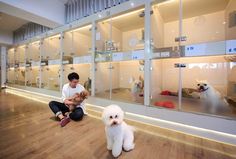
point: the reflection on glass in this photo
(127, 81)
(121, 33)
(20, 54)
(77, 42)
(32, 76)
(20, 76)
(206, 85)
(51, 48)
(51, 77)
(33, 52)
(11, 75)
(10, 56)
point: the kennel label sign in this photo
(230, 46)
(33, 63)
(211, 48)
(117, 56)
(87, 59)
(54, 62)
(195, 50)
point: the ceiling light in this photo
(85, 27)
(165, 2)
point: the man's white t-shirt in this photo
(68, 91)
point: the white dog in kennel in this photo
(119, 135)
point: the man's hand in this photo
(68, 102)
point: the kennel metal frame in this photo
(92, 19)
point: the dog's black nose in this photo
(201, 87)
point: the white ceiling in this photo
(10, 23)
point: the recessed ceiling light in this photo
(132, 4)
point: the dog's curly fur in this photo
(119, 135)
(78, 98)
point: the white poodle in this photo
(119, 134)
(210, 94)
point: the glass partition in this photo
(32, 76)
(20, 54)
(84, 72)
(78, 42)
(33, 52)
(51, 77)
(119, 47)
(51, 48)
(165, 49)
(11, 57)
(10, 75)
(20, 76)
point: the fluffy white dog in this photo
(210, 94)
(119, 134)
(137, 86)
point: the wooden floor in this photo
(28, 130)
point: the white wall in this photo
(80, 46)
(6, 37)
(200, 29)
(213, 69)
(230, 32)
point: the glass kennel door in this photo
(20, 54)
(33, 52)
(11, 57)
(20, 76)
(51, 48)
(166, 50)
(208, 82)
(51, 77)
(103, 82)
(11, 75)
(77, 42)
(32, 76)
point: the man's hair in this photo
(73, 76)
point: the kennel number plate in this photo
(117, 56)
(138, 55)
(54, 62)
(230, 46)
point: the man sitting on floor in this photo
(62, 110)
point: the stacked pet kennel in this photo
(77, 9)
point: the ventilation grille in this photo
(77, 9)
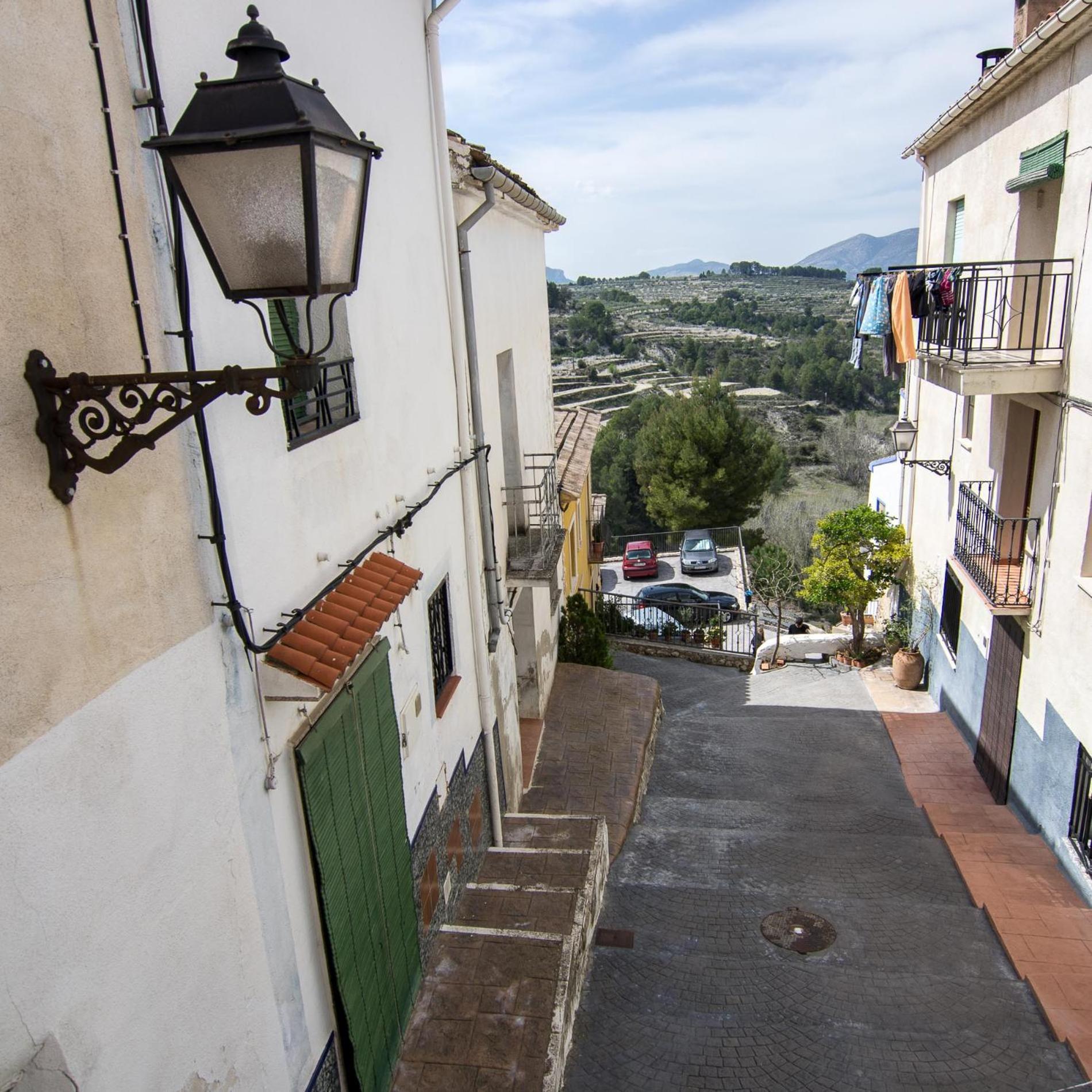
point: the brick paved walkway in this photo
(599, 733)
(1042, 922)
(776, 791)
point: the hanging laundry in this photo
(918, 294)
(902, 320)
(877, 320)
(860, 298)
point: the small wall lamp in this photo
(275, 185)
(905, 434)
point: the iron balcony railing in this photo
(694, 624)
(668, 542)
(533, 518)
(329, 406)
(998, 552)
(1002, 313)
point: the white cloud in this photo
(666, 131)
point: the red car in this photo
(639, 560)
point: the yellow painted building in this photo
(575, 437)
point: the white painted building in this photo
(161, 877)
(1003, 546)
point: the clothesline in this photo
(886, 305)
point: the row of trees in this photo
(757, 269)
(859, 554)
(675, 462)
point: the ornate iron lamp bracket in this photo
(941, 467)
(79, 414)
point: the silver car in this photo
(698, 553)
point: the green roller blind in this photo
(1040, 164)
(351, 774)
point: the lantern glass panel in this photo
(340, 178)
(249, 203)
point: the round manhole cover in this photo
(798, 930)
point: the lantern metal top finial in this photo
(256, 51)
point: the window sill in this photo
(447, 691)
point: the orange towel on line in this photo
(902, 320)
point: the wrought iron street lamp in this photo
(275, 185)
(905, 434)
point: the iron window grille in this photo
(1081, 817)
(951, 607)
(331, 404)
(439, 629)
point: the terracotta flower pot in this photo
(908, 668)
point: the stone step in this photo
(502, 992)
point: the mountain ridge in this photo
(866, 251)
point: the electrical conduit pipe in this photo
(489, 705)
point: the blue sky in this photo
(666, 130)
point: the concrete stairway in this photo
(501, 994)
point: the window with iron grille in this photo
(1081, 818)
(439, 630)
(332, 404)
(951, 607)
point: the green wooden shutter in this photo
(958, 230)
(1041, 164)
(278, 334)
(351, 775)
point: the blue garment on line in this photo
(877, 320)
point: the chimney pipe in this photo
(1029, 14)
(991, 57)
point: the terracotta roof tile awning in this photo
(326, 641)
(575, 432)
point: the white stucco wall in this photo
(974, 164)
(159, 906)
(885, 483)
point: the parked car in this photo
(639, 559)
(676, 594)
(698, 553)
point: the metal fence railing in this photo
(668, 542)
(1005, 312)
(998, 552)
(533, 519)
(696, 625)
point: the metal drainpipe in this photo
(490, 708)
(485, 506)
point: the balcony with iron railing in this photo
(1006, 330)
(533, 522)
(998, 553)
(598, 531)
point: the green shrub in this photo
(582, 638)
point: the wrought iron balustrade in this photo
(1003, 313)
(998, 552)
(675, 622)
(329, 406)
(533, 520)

════════════════

** TASK GOAL **
Restate the data above word for word. Skip every picture.

** COMPLETED TASK **
point: the reflection on glass in this photo
(127, 81)
(121, 33)
(20, 54)
(77, 42)
(32, 76)
(20, 76)
(206, 85)
(51, 48)
(51, 77)
(33, 52)
(11, 75)
(10, 56)
point: the kennel label sign in this photo
(230, 46)
(33, 63)
(211, 48)
(117, 56)
(87, 59)
(54, 62)
(195, 50)
point: the ceiling light in this photo
(85, 27)
(165, 2)
point: the man's white t-shirt in this photo
(68, 91)
point: the white dog in kennel in this photo
(119, 135)
point: the man's hand in this photo
(68, 102)
point: the kennel metal frame in this photo
(92, 19)
point: the dog's black nose in this photo
(201, 87)
point: the white ceiling in this photo
(10, 23)
point: the recessed ceiling light in this photo
(132, 4)
point: the dog's curly fur in this photo
(119, 135)
(78, 98)
point: the white poodle in this photo
(119, 134)
(210, 94)
point: the glass partition in this photo
(32, 76)
(20, 54)
(84, 72)
(78, 42)
(33, 52)
(51, 77)
(119, 47)
(51, 48)
(165, 49)
(11, 57)
(10, 75)
(20, 76)
point: the fluffy white dog in this photo
(210, 94)
(119, 134)
(137, 86)
point: the wooden floor in this photo
(28, 130)
point: the white wall in this photo
(80, 46)
(6, 37)
(200, 29)
(213, 69)
(230, 32)
point: the glass kennel door in this photo
(20, 54)
(33, 52)
(11, 57)
(20, 76)
(51, 48)
(166, 50)
(208, 82)
(51, 77)
(103, 82)
(11, 75)
(77, 42)
(32, 76)
point: the man's hair in this photo
(73, 76)
point: the kennel number plate in this photo
(117, 56)
(138, 55)
(54, 62)
(230, 46)
point: the man sitting on floor in this photo
(62, 110)
point: the stacked pet kennel in this photo
(77, 9)
point: the ventilation grille in this photo
(77, 9)
point: the brick paved walkway in this photo
(599, 733)
(1042, 922)
(776, 791)
point: the hanging laundry in this photo
(918, 294)
(902, 320)
(877, 320)
(860, 298)
point: the small wall lamp in this photo
(275, 185)
(905, 434)
point: the iron balcony railing in this photo
(694, 624)
(668, 542)
(533, 518)
(329, 406)
(998, 552)
(1002, 313)
point: the white cloud in this photo
(666, 131)
point: the red car in this photo
(639, 560)
point: the yellow painted building in this photo
(575, 437)
point: the white painted building in this photo
(161, 877)
(1003, 546)
point: the clothesline in this photo
(886, 305)
point: the row of trees in this photo
(757, 269)
(859, 554)
(675, 462)
point: the ornate iron lamp bracket in this photo
(941, 467)
(79, 414)
point: the silver car in this photo
(698, 553)
point: the green roller blind in this photo
(1040, 164)
(351, 774)
point: the lantern glass panel in this photo
(340, 178)
(249, 203)
point: the round manhole cover in this photo
(798, 930)
point: the lantern metal top finial in this photo
(256, 51)
point: the window sill in this photo
(447, 691)
point: the orange towel on line in this photo
(902, 320)
point: the wrought iron street lamp in this photo
(275, 185)
(905, 434)
point: the iron window grille in this photo
(1081, 817)
(951, 607)
(331, 404)
(439, 629)
point: the terracotta flower pot in this photo
(908, 668)
point: the stone step in this photo
(502, 992)
point: the mountain ridge in this photo
(866, 251)
point: the electrical conduit pipe in this photo
(489, 705)
point: the blue sky in this photo
(666, 130)
point: the concrete stairway in this photo
(501, 994)
point: the window with iron grille in this photo
(1081, 818)
(439, 630)
(332, 404)
(951, 607)
point: the green wooden shutter in this photo
(958, 230)
(1041, 164)
(278, 334)
(351, 775)
point: the blue garment on line in this photo
(877, 320)
point: the chimney pipe in this photo
(1029, 14)
(991, 57)
point: the terracotta roof tile awning in this photo
(326, 641)
(575, 432)
point: the white stucco wall in this photo
(974, 164)
(159, 906)
(885, 483)
point: the parked car in this photo
(639, 559)
(676, 594)
(698, 553)
point: the metal fence railing in this photo
(668, 542)
(1005, 312)
(998, 552)
(533, 519)
(696, 625)
point: the metal drainpipe in this photo
(490, 708)
(485, 506)
point: the balcony with iron railing in this photo
(1006, 330)
(533, 522)
(998, 553)
(598, 531)
point: the green shrub in this photo
(582, 638)
point: the wrought iron balustrade in this photo
(1003, 313)
(998, 552)
(675, 622)
(329, 406)
(533, 520)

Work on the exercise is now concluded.